Written exercise:
Reproduce the listing below unchanged, beginning at the line that contains "mark the region of every instance of the crowd along" and stopping after the line that contains "96 L 12 102". Leave the pictures out of your reproduction.

The data:

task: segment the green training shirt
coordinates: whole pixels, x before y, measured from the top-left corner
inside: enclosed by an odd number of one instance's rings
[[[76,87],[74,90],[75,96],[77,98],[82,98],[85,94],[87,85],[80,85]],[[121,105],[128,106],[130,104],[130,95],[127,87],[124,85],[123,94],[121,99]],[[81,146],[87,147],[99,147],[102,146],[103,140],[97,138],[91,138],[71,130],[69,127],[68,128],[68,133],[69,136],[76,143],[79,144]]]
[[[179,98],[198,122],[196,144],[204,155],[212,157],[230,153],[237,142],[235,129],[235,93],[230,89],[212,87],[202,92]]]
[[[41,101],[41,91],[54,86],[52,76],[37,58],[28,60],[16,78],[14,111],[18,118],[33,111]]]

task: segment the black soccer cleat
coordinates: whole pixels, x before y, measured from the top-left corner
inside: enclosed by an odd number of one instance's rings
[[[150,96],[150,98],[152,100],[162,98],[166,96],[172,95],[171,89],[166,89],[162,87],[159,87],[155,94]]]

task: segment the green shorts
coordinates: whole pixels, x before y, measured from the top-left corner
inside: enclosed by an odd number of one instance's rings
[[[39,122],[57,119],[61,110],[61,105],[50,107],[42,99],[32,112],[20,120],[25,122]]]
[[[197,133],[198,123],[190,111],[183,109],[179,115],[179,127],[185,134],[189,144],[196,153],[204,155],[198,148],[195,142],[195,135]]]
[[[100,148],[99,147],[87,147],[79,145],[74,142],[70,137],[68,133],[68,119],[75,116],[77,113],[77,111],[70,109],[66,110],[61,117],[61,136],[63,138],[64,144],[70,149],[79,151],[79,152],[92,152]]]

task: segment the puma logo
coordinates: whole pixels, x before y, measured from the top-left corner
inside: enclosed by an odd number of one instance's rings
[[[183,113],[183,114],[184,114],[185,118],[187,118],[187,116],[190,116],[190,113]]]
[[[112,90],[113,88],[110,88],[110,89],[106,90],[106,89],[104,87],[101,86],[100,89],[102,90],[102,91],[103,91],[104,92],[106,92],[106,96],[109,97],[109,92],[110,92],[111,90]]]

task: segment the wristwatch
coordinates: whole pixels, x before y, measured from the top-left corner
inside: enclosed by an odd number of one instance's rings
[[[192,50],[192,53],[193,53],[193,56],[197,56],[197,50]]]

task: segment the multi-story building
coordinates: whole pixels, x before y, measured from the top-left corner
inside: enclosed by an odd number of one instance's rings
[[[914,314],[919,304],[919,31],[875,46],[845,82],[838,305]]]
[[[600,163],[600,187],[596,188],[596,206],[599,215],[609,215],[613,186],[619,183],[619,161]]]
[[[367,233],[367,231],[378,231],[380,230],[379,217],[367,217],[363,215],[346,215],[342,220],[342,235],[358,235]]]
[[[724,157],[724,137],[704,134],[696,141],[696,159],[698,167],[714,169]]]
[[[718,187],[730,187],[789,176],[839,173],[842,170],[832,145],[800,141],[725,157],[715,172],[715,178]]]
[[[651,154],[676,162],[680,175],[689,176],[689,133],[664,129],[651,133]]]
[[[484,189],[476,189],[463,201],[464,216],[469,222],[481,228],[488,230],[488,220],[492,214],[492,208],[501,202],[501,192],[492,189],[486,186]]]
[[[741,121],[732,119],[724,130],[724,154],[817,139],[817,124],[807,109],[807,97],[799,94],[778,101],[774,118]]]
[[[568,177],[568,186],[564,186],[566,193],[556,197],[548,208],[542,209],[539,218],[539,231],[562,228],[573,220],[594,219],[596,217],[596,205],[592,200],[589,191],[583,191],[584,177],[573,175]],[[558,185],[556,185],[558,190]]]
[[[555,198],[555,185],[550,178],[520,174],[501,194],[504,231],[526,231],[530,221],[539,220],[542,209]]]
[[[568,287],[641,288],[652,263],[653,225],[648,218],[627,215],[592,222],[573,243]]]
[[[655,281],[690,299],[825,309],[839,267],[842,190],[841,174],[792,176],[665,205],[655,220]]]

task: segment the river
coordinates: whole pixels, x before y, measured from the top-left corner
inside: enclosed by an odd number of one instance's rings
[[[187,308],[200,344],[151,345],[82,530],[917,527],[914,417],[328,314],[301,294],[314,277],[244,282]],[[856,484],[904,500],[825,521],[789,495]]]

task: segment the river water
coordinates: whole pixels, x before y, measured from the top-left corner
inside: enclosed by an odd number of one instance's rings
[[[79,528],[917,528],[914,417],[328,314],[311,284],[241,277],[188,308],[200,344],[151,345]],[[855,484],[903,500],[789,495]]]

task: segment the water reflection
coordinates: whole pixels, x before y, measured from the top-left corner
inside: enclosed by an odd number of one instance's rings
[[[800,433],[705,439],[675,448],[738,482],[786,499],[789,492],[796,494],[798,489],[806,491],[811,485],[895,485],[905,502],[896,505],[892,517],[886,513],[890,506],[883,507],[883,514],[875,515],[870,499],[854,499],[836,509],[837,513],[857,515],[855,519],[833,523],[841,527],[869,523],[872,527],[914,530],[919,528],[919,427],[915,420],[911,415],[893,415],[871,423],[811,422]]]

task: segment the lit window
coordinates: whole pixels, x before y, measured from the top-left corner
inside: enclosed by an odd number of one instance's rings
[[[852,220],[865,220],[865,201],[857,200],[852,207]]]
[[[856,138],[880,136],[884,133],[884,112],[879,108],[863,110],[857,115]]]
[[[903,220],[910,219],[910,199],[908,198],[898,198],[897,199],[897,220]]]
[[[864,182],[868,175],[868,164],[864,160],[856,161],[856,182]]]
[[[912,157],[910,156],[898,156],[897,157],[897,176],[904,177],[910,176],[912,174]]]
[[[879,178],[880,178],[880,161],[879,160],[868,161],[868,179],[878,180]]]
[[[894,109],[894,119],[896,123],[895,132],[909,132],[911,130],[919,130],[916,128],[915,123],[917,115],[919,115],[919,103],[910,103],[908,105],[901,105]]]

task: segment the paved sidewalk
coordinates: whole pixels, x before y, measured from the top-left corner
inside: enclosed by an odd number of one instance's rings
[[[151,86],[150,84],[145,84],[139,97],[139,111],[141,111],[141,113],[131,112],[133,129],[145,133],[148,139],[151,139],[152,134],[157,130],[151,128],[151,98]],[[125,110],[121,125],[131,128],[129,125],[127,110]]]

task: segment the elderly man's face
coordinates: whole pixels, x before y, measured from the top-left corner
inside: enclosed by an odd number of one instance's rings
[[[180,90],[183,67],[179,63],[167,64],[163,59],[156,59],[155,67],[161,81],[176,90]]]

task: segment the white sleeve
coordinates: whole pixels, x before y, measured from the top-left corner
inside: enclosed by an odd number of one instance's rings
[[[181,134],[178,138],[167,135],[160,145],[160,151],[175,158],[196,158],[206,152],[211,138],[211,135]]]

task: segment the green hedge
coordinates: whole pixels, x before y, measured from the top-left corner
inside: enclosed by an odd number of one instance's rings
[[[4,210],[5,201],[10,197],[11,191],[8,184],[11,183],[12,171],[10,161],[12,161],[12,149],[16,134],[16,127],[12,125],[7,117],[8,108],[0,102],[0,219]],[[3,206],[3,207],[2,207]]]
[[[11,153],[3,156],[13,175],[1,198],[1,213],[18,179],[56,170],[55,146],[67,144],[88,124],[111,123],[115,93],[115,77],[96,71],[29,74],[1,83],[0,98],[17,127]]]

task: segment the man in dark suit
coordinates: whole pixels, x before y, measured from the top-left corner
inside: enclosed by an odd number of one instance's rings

...

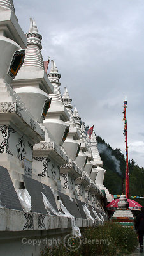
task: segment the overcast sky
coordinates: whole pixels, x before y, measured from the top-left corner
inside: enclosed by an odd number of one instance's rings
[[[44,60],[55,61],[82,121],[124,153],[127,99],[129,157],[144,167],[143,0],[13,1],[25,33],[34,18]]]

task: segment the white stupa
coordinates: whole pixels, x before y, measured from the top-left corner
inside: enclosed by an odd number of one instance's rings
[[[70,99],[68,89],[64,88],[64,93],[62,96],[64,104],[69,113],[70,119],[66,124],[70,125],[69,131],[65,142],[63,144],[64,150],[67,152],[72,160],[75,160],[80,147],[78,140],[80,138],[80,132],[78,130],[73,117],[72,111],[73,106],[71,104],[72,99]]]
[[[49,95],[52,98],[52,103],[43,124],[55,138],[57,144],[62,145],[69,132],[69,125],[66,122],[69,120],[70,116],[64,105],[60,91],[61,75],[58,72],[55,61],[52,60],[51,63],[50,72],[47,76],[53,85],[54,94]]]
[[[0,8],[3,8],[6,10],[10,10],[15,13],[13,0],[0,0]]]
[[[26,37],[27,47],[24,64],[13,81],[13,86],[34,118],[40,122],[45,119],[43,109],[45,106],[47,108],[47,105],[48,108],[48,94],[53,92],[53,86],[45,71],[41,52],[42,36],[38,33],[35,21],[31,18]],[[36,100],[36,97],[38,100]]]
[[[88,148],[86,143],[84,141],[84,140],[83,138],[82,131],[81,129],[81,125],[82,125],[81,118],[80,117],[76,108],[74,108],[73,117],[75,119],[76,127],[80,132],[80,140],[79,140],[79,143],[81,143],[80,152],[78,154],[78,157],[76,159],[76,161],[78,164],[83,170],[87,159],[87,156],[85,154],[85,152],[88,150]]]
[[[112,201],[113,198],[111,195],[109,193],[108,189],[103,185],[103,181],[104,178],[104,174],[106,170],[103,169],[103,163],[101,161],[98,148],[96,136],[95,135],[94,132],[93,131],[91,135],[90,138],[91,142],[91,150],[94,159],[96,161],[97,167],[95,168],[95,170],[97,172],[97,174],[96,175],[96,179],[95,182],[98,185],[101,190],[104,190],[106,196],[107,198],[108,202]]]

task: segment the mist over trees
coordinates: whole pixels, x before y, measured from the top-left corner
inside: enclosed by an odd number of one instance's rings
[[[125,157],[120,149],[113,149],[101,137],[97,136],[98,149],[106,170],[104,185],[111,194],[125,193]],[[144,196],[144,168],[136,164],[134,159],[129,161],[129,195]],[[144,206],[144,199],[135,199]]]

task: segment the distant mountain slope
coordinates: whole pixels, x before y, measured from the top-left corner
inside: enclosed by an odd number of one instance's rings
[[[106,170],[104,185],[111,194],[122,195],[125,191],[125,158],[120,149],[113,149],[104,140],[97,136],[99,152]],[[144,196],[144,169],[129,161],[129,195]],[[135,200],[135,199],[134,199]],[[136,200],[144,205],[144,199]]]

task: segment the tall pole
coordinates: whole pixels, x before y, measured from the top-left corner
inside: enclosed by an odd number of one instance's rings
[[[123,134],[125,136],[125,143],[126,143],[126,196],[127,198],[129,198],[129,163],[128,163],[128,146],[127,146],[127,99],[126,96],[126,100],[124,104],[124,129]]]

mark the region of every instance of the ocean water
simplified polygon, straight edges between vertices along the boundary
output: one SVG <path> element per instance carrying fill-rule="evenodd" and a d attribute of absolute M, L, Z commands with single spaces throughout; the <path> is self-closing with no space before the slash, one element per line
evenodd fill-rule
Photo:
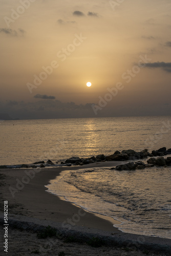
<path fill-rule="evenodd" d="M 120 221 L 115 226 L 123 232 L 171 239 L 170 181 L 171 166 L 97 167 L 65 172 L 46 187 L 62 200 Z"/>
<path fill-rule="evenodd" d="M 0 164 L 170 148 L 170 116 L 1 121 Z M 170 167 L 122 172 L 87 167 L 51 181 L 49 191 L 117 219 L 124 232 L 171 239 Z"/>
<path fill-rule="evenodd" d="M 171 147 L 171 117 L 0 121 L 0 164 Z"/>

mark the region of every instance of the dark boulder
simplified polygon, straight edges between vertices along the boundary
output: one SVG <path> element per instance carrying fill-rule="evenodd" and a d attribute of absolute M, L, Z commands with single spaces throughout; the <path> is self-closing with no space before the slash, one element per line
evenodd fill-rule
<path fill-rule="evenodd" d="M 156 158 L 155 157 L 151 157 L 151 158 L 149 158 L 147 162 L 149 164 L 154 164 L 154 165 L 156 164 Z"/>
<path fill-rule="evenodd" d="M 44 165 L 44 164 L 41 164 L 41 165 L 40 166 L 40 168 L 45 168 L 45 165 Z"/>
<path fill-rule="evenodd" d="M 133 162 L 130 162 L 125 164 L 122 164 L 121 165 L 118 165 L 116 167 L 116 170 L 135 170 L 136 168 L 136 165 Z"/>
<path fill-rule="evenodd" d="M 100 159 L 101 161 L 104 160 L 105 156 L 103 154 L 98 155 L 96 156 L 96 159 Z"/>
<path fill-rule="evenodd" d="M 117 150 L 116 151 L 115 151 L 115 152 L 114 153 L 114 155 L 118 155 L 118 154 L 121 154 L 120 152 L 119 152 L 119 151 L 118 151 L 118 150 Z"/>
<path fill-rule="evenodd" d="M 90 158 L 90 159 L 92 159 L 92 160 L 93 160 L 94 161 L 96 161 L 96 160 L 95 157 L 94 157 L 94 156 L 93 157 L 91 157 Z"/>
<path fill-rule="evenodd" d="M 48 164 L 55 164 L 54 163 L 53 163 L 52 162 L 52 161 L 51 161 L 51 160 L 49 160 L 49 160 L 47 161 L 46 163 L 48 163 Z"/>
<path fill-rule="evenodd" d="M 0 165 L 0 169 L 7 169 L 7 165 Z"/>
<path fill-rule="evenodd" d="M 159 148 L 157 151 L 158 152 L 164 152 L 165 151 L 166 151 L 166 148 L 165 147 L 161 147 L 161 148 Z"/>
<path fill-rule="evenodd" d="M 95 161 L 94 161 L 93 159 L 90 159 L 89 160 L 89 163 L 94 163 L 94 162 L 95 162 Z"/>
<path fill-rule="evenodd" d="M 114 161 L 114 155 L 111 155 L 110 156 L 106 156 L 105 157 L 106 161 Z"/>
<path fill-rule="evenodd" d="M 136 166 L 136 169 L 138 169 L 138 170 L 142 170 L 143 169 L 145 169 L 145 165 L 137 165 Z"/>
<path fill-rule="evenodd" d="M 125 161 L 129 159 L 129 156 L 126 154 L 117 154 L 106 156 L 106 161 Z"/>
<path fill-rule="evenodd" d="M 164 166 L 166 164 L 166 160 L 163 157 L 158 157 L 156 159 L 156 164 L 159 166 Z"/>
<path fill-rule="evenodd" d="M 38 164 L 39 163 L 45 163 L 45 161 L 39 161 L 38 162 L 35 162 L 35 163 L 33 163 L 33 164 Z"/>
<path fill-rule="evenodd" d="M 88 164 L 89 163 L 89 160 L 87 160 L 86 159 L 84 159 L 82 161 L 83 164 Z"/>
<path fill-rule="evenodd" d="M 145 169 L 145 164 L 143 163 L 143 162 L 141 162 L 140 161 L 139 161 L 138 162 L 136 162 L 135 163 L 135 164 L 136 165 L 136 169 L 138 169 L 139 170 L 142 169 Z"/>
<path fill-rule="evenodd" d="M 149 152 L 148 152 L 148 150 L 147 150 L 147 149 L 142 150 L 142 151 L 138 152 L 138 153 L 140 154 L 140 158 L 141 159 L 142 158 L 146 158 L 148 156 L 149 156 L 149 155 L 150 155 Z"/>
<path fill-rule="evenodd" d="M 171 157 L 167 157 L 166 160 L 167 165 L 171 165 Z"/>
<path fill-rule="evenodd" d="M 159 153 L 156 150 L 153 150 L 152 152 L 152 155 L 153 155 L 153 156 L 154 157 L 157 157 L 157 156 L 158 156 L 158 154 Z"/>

...

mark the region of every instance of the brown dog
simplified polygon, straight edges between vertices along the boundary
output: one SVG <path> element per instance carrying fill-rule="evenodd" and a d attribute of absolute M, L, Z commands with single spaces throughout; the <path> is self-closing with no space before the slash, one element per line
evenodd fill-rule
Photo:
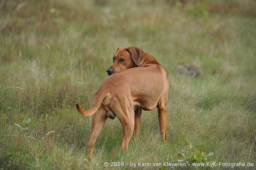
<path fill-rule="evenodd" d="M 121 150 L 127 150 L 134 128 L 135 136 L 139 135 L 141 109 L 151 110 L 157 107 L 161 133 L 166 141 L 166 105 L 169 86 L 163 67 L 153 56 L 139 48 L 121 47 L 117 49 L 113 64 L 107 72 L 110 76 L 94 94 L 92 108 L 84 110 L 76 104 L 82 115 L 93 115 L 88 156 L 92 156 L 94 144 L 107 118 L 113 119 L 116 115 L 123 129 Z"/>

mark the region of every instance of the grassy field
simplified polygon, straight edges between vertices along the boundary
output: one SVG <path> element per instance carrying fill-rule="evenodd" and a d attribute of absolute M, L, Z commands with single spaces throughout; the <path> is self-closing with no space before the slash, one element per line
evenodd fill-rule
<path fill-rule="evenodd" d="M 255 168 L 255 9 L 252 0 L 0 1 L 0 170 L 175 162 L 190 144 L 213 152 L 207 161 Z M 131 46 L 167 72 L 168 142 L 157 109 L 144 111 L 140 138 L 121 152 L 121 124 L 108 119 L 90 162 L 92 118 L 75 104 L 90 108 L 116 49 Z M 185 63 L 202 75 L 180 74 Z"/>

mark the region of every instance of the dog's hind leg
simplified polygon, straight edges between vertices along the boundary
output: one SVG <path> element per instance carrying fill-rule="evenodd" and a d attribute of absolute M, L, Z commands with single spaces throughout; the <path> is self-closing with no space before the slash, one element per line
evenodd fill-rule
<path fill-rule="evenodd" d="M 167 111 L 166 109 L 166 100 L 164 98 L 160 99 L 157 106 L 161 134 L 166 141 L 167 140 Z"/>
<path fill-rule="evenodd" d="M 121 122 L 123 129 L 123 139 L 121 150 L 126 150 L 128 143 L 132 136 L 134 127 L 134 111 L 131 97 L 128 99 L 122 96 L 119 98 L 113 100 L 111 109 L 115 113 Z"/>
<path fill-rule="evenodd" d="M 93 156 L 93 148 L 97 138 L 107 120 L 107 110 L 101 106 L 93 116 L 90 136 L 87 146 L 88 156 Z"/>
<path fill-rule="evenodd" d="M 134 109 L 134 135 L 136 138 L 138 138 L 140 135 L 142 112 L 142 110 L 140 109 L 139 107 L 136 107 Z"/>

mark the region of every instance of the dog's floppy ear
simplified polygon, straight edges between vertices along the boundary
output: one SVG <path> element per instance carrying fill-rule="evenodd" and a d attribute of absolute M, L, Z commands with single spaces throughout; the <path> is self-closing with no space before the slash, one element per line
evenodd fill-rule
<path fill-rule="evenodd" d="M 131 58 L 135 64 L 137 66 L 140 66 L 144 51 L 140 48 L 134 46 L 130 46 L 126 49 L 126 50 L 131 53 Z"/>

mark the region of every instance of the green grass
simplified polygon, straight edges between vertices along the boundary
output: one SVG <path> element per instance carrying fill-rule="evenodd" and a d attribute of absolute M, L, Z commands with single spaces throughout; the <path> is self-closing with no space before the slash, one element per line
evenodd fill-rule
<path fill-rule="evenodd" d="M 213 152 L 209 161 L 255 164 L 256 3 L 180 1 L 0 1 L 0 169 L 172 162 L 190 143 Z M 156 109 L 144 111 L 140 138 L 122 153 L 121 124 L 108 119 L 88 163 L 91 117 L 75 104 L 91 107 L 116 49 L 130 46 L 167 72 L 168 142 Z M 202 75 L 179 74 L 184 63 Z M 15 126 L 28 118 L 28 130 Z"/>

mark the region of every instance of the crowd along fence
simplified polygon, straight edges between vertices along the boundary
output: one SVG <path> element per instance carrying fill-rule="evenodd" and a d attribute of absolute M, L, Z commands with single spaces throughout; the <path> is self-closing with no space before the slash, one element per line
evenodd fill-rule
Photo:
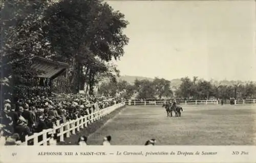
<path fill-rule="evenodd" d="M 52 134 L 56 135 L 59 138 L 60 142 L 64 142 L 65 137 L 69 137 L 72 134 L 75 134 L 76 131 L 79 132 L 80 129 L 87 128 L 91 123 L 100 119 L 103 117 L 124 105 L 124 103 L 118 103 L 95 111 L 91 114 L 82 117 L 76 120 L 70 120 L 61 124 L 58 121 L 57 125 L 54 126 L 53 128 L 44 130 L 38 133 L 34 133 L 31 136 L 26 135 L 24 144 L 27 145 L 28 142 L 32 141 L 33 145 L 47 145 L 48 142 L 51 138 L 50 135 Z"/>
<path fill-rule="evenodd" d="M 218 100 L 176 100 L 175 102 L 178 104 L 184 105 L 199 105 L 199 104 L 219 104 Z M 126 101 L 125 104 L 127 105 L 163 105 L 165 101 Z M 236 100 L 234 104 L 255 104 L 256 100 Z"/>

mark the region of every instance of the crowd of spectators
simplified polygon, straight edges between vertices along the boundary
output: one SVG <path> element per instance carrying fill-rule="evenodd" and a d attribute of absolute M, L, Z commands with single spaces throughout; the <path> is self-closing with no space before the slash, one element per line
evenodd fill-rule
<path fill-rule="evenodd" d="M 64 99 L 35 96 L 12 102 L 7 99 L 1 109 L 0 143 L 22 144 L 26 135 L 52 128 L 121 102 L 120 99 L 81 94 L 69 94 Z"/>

Finished exercise:
mark the region of every instance of the crowd along fence
simplified polygon, straight edges between vertices along the boundary
output: one SVG <path> element per instance carrying fill-rule="evenodd" and a d attribute of absolute M, L, Z commands with single spaces throughout; the <path> is self-closing with no space before the slash, one element per line
evenodd fill-rule
Photo:
<path fill-rule="evenodd" d="M 52 134 L 56 135 L 59 138 L 60 142 L 64 142 L 65 137 L 69 137 L 72 134 L 75 134 L 76 131 L 79 132 L 80 129 L 87 128 L 91 123 L 100 119 L 103 117 L 124 105 L 124 103 L 118 103 L 95 111 L 91 114 L 82 117 L 76 120 L 70 120 L 61 124 L 58 121 L 57 125 L 54 126 L 53 128 L 44 130 L 38 133 L 34 133 L 31 136 L 26 135 L 24 144 L 27 145 L 28 142 L 32 141 L 33 145 L 47 145 L 48 142 L 51 138 L 50 135 Z"/>
<path fill-rule="evenodd" d="M 218 100 L 176 100 L 175 102 L 178 104 L 184 105 L 199 105 L 199 104 L 219 104 Z M 126 101 L 125 104 L 127 105 L 163 105 L 165 101 Z M 236 100 L 234 104 L 255 104 L 256 100 Z"/>

mark the region of every instance of the crowd of spectators
simplified polygon, straight edges between vertices along the boundary
output: one SVG <path> element per instance carrying fill-rule="evenodd" and a d attribute of absolute M, L, Z commands with single spaces throughout; the <path> is self-closing with no space before the slash, one element per line
evenodd fill-rule
<path fill-rule="evenodd" d="M 64 99 L 35 96 L 12 102 L 7 99 L 1 109 L 0 143 L 22 144 L 26 135 L 52 128 L 121 102 L 120 99 L 81 94 L 69 94 Z"/>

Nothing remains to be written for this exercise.